## start

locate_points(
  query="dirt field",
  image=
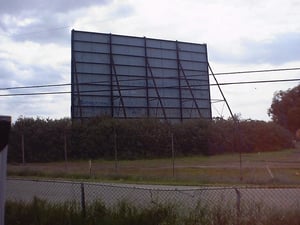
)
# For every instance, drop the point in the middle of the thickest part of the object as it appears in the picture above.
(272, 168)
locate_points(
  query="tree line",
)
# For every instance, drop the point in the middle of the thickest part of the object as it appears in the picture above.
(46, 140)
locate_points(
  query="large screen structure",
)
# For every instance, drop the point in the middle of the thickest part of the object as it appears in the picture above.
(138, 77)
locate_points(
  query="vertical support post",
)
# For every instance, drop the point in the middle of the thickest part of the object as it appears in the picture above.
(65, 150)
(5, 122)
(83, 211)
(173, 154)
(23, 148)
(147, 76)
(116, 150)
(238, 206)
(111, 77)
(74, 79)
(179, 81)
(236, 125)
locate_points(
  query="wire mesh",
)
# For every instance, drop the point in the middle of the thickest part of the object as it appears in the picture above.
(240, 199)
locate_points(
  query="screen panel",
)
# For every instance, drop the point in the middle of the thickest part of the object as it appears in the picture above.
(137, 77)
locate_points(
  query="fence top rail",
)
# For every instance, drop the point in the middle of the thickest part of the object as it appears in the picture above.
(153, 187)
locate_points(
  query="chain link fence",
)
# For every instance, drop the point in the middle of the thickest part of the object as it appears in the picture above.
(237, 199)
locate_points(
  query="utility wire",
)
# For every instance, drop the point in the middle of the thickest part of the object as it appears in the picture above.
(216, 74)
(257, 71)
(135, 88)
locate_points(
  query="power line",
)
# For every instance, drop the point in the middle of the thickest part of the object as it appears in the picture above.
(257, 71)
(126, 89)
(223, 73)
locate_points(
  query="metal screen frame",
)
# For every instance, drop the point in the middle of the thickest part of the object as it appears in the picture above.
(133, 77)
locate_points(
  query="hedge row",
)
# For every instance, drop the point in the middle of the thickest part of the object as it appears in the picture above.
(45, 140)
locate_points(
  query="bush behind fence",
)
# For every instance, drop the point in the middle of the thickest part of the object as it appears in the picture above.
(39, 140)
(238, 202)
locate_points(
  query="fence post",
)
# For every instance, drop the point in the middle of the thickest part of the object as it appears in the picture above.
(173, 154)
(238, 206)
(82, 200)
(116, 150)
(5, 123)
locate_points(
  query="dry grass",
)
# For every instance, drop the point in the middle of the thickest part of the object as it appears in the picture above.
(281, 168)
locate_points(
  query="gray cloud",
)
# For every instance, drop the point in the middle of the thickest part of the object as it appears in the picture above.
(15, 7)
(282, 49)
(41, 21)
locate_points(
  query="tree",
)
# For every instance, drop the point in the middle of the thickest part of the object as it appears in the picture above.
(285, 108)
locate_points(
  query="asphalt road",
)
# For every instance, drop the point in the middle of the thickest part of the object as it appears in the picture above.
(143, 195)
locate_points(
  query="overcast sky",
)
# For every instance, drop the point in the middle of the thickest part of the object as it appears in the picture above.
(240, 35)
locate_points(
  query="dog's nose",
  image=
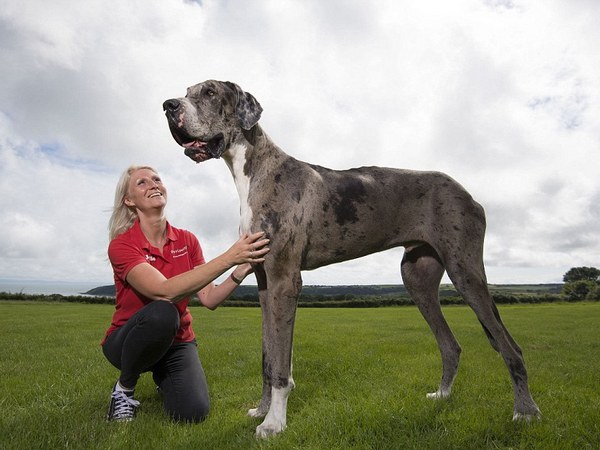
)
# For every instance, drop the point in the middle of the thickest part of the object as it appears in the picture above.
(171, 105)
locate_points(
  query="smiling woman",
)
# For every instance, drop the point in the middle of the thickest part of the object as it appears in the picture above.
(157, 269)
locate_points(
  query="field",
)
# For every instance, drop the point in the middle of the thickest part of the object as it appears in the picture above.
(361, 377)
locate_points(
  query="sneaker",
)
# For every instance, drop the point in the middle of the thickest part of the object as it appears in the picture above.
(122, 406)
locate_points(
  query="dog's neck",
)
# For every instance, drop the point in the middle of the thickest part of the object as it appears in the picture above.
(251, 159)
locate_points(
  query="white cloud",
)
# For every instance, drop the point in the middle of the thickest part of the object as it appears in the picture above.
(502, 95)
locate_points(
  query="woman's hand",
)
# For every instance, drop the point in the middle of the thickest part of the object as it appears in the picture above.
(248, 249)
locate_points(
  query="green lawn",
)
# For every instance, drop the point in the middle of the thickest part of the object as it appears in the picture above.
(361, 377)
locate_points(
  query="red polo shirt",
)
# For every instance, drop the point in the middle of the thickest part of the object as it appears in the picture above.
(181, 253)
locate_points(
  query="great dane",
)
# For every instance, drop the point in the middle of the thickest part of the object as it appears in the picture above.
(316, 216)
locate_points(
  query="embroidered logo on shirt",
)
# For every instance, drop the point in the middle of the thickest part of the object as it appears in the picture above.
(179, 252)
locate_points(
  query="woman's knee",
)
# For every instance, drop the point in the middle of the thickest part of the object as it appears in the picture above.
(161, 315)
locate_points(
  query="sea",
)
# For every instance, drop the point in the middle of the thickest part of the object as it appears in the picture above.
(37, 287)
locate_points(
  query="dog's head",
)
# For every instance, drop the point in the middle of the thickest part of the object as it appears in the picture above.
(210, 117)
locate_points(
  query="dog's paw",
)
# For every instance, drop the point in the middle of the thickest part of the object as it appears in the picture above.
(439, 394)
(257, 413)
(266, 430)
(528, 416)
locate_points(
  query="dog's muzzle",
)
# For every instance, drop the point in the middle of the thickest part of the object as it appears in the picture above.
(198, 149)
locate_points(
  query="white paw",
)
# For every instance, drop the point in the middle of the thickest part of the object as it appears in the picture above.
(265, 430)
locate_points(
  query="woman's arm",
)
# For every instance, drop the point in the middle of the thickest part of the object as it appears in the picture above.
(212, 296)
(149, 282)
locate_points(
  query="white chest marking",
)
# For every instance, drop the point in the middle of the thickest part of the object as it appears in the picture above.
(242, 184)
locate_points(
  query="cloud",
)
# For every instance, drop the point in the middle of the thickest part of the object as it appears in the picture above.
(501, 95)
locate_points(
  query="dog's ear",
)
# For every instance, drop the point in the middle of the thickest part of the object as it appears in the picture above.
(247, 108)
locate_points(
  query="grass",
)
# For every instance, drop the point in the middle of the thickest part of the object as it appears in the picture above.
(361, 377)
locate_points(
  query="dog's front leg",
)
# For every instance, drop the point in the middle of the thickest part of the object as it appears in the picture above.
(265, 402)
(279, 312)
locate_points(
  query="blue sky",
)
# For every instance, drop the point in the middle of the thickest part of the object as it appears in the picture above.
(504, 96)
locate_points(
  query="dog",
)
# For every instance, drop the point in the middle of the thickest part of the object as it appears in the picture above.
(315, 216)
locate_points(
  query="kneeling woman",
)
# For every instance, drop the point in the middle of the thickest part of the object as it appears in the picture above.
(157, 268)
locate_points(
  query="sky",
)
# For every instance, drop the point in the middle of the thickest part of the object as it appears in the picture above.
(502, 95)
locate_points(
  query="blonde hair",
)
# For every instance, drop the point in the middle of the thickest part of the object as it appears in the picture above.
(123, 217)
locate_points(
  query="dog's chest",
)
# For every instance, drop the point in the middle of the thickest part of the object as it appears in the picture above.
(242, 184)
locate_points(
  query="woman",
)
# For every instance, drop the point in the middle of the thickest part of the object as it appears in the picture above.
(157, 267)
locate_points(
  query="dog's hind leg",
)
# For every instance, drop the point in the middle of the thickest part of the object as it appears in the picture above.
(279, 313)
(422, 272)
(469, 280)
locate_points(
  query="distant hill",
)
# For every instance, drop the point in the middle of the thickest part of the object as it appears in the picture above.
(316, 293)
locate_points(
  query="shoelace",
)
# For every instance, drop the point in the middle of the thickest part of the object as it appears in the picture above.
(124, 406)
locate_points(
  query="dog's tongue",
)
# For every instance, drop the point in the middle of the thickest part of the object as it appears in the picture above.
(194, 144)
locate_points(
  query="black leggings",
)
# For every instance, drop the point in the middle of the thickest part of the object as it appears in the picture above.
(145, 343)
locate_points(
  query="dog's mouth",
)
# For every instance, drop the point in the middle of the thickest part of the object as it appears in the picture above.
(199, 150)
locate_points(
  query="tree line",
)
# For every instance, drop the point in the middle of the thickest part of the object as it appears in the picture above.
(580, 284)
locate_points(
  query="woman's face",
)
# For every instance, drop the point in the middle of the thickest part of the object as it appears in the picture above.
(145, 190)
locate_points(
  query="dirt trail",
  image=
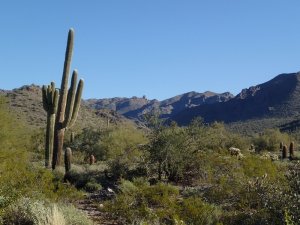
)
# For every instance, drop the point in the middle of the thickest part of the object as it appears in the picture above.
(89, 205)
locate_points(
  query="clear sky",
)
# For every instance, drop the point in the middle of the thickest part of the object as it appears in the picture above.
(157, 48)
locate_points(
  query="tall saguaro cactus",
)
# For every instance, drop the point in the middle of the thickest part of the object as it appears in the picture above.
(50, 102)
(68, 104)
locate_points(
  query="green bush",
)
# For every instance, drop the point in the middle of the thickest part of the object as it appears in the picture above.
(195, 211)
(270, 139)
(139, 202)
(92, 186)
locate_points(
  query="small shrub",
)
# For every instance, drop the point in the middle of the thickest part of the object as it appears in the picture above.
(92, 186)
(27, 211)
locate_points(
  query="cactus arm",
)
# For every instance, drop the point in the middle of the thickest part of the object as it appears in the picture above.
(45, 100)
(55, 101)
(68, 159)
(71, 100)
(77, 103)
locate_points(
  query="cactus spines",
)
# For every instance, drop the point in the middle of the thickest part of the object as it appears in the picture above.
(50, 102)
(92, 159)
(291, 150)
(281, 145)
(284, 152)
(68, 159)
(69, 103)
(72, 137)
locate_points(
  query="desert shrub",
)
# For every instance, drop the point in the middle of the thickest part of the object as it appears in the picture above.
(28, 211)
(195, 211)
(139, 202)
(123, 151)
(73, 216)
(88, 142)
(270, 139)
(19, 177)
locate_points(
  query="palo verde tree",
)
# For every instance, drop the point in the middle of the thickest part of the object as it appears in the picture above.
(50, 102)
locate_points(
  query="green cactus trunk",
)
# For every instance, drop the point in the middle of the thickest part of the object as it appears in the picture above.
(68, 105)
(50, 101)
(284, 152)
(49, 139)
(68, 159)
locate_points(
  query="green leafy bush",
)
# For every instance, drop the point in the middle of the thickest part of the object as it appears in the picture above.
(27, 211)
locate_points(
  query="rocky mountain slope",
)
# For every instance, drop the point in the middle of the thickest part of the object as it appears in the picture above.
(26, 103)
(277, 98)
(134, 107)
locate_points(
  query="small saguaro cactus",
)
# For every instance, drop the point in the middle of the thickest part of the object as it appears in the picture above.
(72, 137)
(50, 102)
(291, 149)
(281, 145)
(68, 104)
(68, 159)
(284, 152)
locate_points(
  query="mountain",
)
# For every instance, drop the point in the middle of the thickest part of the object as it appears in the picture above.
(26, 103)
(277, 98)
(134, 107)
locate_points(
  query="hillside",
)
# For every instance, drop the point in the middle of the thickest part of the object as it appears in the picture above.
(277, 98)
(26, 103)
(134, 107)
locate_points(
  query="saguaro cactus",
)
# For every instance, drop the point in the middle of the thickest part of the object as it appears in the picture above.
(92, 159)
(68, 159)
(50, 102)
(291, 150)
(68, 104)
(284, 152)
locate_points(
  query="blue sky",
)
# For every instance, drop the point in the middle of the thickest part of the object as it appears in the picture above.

## end

Task directions: List every line of the material above that contains the word "screen".

Solution to the exercise:
  query="large screen structure",
  query="screen panel",
  query="metal screen frame",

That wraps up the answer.